**Source material:**
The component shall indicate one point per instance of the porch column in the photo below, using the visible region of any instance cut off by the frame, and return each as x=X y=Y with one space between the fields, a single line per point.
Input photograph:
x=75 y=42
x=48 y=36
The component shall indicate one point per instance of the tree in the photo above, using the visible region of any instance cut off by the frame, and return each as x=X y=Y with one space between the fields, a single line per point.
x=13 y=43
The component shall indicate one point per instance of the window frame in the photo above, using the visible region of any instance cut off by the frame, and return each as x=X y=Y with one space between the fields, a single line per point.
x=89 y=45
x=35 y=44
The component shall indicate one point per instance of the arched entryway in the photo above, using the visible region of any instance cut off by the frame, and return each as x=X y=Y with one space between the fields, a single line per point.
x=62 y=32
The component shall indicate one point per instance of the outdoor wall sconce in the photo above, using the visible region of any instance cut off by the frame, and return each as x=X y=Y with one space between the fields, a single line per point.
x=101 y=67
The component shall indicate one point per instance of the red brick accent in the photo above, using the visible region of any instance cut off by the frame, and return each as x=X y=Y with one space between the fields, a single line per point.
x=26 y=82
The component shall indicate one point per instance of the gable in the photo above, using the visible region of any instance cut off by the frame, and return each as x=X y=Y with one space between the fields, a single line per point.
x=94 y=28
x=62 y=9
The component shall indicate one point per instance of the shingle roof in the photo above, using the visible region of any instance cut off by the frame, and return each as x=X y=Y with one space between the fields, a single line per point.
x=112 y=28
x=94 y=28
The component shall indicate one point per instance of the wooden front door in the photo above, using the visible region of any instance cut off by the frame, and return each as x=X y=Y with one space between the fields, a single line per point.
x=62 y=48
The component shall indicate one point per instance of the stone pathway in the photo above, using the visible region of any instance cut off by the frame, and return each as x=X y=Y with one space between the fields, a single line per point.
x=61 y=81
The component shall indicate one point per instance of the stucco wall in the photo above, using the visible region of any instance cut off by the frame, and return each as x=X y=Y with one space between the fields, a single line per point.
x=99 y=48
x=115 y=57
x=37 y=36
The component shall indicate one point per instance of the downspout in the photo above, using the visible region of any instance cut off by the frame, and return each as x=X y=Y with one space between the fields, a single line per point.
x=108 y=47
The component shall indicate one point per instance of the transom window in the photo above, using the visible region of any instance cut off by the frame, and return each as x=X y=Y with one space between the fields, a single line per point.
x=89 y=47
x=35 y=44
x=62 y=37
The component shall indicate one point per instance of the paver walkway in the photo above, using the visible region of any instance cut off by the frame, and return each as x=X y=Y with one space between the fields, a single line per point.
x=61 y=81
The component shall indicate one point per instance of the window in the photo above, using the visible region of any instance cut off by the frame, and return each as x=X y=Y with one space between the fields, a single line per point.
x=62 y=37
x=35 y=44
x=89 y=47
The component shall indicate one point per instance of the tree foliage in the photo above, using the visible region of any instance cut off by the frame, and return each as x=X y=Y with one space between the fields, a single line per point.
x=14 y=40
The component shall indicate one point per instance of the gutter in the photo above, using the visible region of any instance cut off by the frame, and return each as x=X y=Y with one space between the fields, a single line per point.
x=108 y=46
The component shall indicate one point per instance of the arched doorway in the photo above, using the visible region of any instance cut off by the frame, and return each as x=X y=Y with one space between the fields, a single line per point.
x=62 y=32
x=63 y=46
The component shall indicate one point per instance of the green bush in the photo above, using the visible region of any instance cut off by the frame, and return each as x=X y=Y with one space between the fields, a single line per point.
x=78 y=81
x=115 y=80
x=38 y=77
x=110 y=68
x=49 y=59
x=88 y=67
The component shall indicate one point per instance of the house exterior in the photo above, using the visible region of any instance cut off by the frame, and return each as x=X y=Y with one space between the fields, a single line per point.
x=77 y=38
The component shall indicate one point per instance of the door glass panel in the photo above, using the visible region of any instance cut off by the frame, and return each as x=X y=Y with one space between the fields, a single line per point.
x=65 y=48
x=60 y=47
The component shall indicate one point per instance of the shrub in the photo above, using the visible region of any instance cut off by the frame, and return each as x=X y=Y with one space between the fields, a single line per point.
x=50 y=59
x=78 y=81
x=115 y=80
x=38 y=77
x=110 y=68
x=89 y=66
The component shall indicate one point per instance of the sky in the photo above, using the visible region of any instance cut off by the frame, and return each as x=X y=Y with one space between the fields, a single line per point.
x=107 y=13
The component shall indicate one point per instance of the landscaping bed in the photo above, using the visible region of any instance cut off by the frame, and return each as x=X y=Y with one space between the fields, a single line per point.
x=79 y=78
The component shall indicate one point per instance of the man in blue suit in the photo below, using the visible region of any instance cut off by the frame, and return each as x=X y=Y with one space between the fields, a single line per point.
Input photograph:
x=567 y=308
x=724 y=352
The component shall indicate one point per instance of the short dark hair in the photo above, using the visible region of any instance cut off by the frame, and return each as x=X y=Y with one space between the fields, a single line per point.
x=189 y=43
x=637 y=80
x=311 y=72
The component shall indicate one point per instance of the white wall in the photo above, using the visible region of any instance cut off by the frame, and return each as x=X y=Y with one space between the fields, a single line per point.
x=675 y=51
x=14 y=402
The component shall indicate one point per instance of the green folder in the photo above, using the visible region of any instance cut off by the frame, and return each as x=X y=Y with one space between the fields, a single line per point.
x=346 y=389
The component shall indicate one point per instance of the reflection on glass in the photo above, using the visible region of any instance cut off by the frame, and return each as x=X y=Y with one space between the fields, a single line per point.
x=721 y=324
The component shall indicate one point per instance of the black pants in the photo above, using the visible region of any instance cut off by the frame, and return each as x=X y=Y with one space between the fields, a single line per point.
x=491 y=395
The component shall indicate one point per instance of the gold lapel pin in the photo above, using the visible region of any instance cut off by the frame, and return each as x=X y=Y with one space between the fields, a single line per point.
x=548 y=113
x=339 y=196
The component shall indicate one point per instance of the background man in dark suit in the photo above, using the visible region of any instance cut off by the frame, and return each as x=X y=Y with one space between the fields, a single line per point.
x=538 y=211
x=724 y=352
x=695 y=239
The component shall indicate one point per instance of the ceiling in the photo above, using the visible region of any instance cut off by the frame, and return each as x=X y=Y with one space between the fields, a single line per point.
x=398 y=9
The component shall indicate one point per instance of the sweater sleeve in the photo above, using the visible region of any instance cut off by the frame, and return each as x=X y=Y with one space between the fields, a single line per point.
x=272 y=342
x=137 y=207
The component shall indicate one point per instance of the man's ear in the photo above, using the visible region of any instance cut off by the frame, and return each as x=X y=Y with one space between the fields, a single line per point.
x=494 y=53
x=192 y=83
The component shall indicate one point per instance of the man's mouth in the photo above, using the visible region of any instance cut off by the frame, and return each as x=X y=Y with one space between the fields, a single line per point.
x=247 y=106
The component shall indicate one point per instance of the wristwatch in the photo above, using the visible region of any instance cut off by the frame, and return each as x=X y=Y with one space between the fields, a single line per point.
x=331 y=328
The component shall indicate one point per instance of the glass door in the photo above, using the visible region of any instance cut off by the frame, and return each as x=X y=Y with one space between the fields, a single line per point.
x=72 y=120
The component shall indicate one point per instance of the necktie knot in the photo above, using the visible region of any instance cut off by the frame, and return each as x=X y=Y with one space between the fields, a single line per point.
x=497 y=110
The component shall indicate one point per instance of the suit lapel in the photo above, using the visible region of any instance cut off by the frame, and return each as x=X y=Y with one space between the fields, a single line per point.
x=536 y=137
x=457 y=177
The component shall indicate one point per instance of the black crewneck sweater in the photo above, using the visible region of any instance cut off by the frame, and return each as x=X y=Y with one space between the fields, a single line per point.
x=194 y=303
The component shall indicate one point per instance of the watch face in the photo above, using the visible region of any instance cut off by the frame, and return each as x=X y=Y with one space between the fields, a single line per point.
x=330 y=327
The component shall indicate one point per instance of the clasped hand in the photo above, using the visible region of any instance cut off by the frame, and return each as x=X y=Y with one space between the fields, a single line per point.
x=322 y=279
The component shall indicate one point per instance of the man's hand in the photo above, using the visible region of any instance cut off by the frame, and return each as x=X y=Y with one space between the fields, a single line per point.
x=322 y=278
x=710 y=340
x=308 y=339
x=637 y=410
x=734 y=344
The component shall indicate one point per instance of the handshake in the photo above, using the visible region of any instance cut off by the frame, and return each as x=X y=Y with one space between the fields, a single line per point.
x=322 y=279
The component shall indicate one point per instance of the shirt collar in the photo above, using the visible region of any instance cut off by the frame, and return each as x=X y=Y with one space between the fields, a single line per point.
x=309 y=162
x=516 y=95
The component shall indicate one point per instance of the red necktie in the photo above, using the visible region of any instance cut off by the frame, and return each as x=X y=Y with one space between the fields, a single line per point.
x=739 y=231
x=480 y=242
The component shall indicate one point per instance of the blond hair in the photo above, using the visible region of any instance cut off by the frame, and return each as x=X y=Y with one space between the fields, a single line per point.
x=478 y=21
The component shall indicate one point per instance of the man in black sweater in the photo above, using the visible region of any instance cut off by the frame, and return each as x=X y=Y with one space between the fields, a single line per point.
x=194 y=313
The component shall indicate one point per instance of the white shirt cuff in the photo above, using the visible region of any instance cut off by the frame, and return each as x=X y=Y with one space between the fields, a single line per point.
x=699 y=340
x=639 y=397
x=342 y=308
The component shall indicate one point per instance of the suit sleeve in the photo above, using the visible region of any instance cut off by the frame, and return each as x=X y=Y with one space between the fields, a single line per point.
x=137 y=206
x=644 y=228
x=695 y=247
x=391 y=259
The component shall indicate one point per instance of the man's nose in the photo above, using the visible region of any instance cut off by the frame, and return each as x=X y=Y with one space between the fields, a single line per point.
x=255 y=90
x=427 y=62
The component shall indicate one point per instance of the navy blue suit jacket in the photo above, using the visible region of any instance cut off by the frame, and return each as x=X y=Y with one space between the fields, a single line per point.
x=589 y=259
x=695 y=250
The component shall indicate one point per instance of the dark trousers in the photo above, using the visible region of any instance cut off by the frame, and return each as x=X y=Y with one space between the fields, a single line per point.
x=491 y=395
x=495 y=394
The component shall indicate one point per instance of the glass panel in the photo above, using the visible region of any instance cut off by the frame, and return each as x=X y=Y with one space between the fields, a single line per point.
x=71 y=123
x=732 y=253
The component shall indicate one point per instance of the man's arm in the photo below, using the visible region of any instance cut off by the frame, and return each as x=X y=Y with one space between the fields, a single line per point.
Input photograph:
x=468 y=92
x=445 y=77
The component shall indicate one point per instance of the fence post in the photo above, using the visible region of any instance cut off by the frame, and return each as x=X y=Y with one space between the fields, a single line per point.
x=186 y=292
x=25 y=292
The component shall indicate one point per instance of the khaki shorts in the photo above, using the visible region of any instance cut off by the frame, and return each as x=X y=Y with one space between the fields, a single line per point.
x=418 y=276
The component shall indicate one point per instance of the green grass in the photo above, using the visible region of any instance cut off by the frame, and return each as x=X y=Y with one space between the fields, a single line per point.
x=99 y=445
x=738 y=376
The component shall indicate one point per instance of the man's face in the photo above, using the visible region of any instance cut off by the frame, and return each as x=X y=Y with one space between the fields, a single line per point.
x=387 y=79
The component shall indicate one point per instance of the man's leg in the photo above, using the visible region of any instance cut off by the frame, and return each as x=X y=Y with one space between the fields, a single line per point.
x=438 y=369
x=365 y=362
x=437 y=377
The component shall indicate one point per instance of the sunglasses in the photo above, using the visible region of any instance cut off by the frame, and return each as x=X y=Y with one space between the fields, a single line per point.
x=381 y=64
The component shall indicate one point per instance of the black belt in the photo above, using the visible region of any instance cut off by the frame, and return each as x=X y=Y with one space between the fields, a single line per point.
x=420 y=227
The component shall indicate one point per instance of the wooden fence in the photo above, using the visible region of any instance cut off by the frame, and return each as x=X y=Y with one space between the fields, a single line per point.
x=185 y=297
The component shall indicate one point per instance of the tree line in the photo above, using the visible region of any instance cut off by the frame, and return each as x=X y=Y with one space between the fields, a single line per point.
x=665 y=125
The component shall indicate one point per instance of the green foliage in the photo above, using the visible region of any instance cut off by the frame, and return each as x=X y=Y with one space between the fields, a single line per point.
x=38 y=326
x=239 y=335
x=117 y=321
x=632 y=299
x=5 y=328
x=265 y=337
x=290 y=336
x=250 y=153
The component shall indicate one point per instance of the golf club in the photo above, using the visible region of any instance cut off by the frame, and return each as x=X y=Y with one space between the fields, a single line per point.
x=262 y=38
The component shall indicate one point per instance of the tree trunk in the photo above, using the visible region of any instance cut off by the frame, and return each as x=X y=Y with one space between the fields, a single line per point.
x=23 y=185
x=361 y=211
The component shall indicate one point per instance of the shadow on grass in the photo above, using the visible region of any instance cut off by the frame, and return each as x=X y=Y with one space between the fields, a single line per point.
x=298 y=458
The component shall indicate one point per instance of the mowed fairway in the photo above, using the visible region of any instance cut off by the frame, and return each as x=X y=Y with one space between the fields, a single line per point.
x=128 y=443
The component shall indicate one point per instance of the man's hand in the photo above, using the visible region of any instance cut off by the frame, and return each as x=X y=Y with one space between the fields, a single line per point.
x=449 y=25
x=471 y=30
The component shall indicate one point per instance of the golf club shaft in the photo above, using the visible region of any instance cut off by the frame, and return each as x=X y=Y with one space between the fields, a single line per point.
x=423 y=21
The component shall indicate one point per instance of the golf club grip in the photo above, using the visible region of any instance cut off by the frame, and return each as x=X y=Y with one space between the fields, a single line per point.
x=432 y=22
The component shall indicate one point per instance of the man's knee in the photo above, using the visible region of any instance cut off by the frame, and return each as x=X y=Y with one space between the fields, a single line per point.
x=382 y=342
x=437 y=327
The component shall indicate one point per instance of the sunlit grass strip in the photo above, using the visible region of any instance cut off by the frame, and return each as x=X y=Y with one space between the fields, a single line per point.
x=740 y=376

**Written instruction:** Rewrite the lines between the one holding "the wooden fence" and the one holding "x=361 y=211", inclusive, as a two-column CSV headed text and answer. Give one row for each line of text, with the coordinate lines under it joined in the answer field, every field quoted and line breaks turned into spaces.

**Full answer:**
text,answer
"The component shall indicate one point per instance of the wooden fence in the photo above, using the visible region of any instance cut off by the frame, and return each as x=X y=Y with one space between the fields, a single line per point.","x=185 y=297"
"The component shall indicate one point per instance of the tree line in the photo above, using the visible region of any instance cut off by the frame, and return each as x=X y=Y with one space between the fields, a single line per point.","x=665 y=125"
"The component shall indicate one point per instance of the green foliage in the photo above, using the visible region of any instance cut off by the frame, and return each as x=X y=Y with one space between the fields, a single line per point.","x=38 y=326 x=239 y=335 x=117 y=321 x=632 y=299 x=5 y=328 x=265 y=337 x=290 y=336 x=250 y=153"
"The component shall indicate one point per instance of the golf club in the photo above, using the visible region of any instance cut off by the frame, and return each as x=X y=Y with one space between the fields, a single line per point.","x=262 y=38"
"The component shall indicate one point per instance of the tree trunk in the photo above, using the visible region of any instance cut off by the frame, and return each as x=X y=Y with one space between the fields, a single line per point.","x=23 y=185 x=361 y=211"